### Task objective
The reply should consist of the entire listing, word for word.

**********

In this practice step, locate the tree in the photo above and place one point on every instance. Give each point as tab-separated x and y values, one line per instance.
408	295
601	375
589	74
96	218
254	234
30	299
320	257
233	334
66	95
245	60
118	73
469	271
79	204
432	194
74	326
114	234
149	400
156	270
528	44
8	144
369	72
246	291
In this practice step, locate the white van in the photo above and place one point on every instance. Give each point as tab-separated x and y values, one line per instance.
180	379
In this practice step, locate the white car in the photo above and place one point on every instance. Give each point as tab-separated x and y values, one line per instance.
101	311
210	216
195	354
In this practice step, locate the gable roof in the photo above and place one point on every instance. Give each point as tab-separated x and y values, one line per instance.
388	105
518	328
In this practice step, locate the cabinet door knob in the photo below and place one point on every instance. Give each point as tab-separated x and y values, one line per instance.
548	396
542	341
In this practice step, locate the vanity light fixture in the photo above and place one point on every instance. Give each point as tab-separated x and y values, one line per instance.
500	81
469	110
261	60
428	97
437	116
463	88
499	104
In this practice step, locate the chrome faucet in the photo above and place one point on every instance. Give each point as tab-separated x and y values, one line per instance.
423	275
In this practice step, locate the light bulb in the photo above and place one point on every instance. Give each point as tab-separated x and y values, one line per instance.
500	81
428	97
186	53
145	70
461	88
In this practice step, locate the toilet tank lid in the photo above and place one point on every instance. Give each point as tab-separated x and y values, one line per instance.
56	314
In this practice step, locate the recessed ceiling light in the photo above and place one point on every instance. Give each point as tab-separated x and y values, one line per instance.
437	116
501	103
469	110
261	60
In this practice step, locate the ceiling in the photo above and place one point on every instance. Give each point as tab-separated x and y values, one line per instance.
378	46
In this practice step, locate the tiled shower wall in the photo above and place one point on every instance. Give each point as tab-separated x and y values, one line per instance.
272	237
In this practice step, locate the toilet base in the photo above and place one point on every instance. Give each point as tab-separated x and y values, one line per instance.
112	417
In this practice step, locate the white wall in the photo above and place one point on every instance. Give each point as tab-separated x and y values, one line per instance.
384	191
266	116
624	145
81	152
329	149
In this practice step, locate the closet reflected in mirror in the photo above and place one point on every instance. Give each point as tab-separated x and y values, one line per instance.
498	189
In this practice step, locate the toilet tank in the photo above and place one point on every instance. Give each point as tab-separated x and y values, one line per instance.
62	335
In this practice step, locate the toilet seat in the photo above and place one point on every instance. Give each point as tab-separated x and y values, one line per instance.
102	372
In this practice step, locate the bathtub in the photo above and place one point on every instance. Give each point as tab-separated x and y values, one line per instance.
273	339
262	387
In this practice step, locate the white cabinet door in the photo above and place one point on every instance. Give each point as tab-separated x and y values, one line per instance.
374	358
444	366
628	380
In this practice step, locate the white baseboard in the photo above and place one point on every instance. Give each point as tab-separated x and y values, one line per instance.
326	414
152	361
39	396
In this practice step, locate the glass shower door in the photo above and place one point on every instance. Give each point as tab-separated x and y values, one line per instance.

**********

### Response
In this practice step, locate the tree in the photo above and place one point on every instance. Give each point as tab-separated x and y values, one line per instance.
408	295
601	375
589	74
96	218
254	234
30	299
320	257
233	334
66	95
245	60
118	73
469	271
79	204
432	194
74	326
114	234
149	400
156	270
528	44
8	144
369	72
246	291
In this practice step, locate the white van in the photo above and place one point on every instance. Give each point as tab-separated x and y values, one line per instance.
180	379
In this practice step, locate the white car in the photo above and place one point on every instance. Give each point as tab-separated x and y values, one line per instance.
101	311
210	216
195	354
In this practice step, locate the gable roof in the photo above and place one point on every instance. Give each point as tab-separated x and y values, one line per instance.
388	105
518	328
In this practice step, locate the cabinet door knob in the photo below and place one point on every instance. Give each point as tab-separated x and y values, one line per instance.
548	396
542	341
In this practice step, locate the vanity light fixture in the photo above and place one point on every instance. Give each point as tab-separated x and y values, one line per instance.
500	81
469	110
261	60
428	97
437	116
463	88
499	104
In this practice step, locate the chrome faucet in the photo above and place one point on every instance. Give each point as tab-separated x and y values, one line per instance.
423	275
In this practice step, locate the light bulb in the photo above and place one point on every instance. Give each point as tab-separated x and y values, one line per instance.
500	81
428	97
186	53
145	70
461	88
In this practice step, locate the toilet tank lid in the photo above and place one point on every instance. Give each point as tab-separated x and y values, one line per instance.
56	314
In this practice step, locate the recessed ceiling light in the photo above and place one point on every instance. Give each point as tab-separated x and y values, one line per instance.
437	116
501	103
469	110
261	60
In this practice step, locate the ceiling in the photo above and place one point on every instance. Give each point as tab-separated x and y values, one line per instance.
378	46
In this practice step, locate the tiled shower wall in the photo above and place one point on every instance. Give each point as tab-separated x and y values, one line per instance.
272	237
In this practice step, locate the toilet base in the photo above and place one point on every instance. Give each point as tab-separated x and y values, one line per instance.
112	417
In this practice step, locate the white wall in the photo above and place one point on every instance. Give each point as tab-separated x and y values, one line per instance.
384	191
266	116
624	145
81	152
329	149
In this practice step, locate the closet reflected in mirror in the photo above and place one point on every instance. Give each point as tab-separated x and y values, one line per instance.
498	189
In this practice step, locate the toilet tank in the photo above and place one point on every instance. Give each point as tab-separated x and y values, one line per instance.
62	335
In this practice step, locate the toilet seat in the photo above and place one point on every instance. Give each point as tab-separated x and y values, one line per instance.
102	372
In this practice step, locate the bathtub in the photo above and place one point on every instance. Give each point as tab-separated x and y values, one line per instance.
273	339
262	387
In this practice step, locate the white cabinet door in the photo above and place one point on every instance. Give each point as tab-separated x and y values, one line per instance.
374	358
444	366
628	380
In this practice step, locate the white baseboard in the photo above and place one point on every instance. Give each point as tab-separated x and y values, one line per instance.
326	414
152	361
39	396
In this practice step, locate the glass shower door in the photo above and place one point on every instance. Give each point as tab-separated x and y values, one line per instance.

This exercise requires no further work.